◆ EXERCISE ◆
Gather every line of the items below that contains the string "gray". Case counts.

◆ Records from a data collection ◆

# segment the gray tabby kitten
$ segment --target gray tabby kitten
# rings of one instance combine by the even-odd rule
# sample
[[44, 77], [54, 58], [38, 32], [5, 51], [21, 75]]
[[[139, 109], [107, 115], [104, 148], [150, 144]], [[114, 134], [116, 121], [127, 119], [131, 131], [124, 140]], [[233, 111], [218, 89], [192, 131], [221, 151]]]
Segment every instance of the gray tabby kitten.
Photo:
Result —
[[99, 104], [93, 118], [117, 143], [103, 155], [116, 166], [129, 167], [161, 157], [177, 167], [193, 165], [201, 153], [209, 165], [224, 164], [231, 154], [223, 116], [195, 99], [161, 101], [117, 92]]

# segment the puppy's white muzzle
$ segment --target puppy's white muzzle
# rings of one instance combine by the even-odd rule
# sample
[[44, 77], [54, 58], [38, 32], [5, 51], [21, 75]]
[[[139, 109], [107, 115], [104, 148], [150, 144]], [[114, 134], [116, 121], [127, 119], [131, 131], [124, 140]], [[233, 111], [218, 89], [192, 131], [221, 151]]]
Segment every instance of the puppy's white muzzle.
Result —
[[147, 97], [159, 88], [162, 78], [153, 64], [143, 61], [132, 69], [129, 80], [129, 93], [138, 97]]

◆ ANSWER TO THIS PROBLEM ◆
# segment the gray tabby kitten
$ segment --target gray tabby kitten
Segment every instance of the gray tabby kitten.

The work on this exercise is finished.